Work order 1:
Using the article on safe inhalation sites, say whether each statement agrees with it. Answer yes or no for each and quote the words from the article that decide it.
(a) Opioid-related deaths in Ontario went down in 2022.
(b) At least one of the four supervised sites can now provide safe inhalation.
(c) Liam Mooney sees no possible benefit in safe inhalation sites.
Work order 2: Print, word for word, the part of the article on safe inhalation sites that begins at the words "Her call for" and stops after the words "provide safe inhalation.".

Given passage:
Public health advocates are pleading for the expansion of safe drug-consumption sites to include those who smoke opioids, in order to try to reduce the number of overdose deaths. Evidence shows that smoking drugs, rather than purely injecting them, is on the rise.

Opioid-related deaths in Ontario rose every year from 2011 to 2021, but the number of deaths decreased 11 per cent in 2022. In 2021, there were 2,856 opioid-related deaths, while 2,534 people died from opioids last year.

In Ottawa, however, opioid-related deaths were lower in 2019 than in 2018, but have risen every year since.

The local situation prompted the regional coroner, Dr. Louise McNaughton-Filion, to recommend opening safe inhalation sites. In a recent report, she found that in 2018, only about one in every five overdose deaths in Ottawa showed evidence of inhalation. In 2023, three of four drug deaths offered evidence of inhalation.

Her call for safe inhalation sites has been echoed by Ottawa Public Health, which is working with the province to provide such services.

While overdoses happen at supervised injection sites, the user is quickly attended to, something that does not occur when users who are smoking overdose in dark alleys or neighbourhood corners with no one around to help. At present, none of the four supervised sites are equipped to provide safe inhalation.

Some people, however, are not convinced of the merits of safe inhalation sites.

“This does not change anything about the drug toxicity problem,” said Liam Mooney, a small-business owner and instructor in Carleton University’s communications department. “In fact, it makes it more dangerous, and more usable, and more ubiquitous.”

“Our [drug] problem has metastasized so much in the last 18 months and this will only accelerate it; it will make it easier to do, it’ll make it easier to do more often,” said Mooney. “I suppose the only benefit would be somewhat of an additional control of the spread of HIV and AIDS.” (When opioids are inhaled rather than injected with potentially tainted needles, the chance of contracting blood-borne infections like HIV are reduced.)

Data provided:
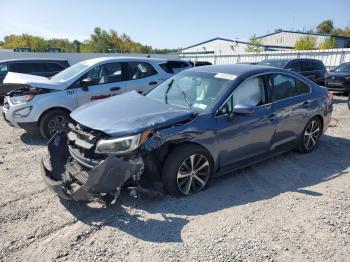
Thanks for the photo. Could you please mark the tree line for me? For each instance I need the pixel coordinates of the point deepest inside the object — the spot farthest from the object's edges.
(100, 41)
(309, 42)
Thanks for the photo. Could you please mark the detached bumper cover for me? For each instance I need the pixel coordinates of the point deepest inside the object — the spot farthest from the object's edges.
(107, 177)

--

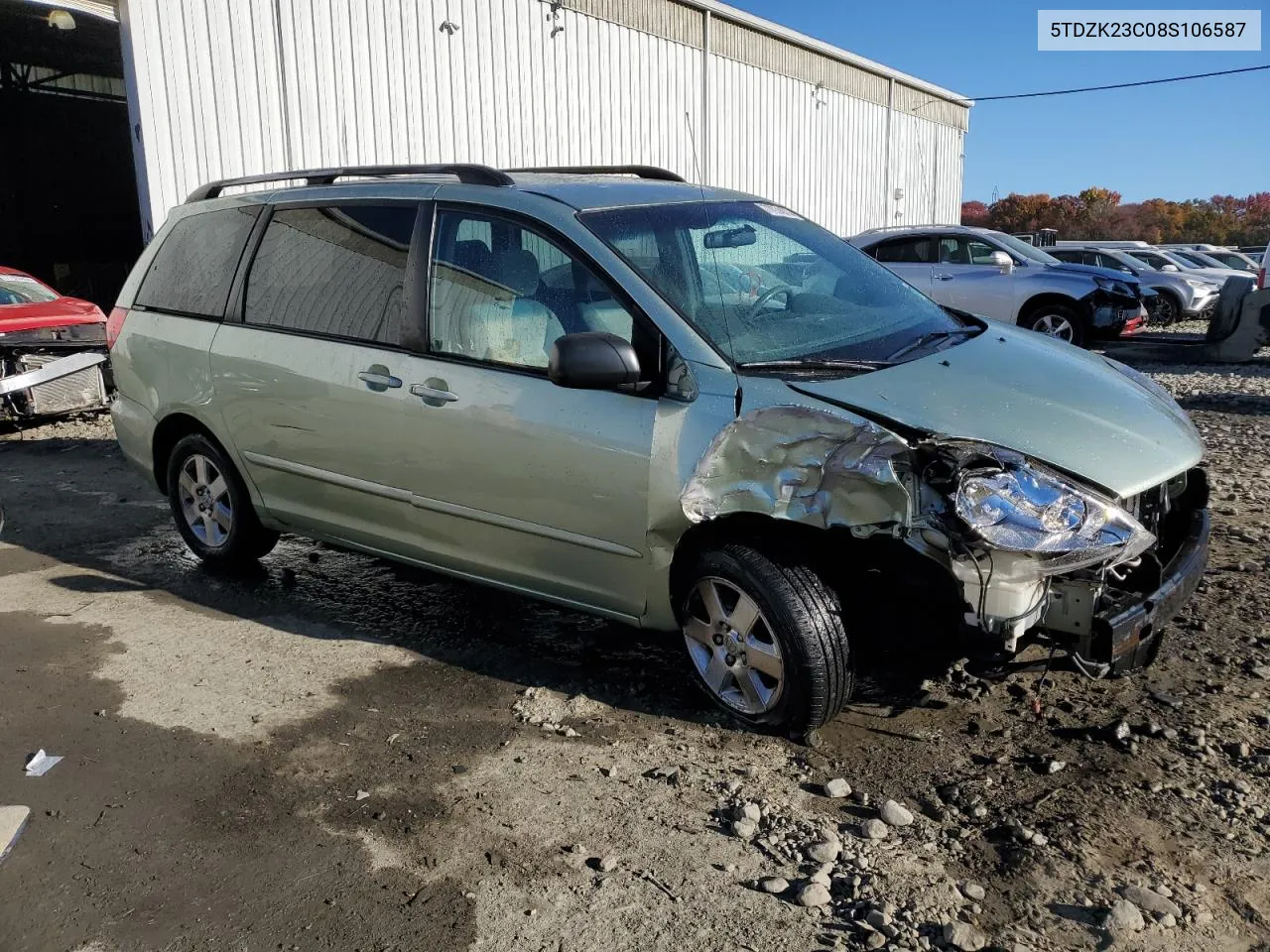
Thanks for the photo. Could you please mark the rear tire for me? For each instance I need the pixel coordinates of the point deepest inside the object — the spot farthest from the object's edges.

...

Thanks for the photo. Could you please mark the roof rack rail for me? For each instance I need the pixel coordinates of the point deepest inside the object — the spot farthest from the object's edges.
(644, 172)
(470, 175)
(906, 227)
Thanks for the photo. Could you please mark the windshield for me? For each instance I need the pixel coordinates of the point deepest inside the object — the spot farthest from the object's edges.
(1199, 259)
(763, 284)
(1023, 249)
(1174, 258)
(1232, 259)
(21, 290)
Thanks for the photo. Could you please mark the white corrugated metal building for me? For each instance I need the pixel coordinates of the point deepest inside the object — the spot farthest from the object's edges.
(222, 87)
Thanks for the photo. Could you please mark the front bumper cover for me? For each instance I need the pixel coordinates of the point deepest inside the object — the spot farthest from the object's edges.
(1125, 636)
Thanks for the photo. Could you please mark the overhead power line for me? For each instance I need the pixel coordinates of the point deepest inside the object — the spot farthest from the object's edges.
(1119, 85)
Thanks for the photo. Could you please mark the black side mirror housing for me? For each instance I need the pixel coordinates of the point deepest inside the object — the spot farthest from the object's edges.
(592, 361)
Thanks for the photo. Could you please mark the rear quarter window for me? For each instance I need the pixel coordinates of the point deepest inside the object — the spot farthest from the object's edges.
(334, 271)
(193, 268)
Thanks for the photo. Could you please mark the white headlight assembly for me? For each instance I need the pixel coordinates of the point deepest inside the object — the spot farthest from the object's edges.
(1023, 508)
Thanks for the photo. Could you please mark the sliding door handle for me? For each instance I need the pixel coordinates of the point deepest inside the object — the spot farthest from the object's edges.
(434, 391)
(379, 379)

Response 1:
(a) Yes: "the number of deaths decreased 11 per cent in 2022"
(b) No: "At present, none of the four supervised sites are equipped to provide safe inhalation."
(c) No: "I suppose the only benefit would be somewhat of an additional control of the spread of HIV and AIDS."

Response 2:
Her call for safe inhalation sites has been echoed by Ottawa Public Health, which is working with the province to provide such services.

While overdoses happen at supervised injection sites, the user is quickly attended to, something that does not occur when users who are smoking overdose in dark alleys or neighbourhood corners with no one around to help. At present, none of the four supervised sites are equipped to provide safe inhalation.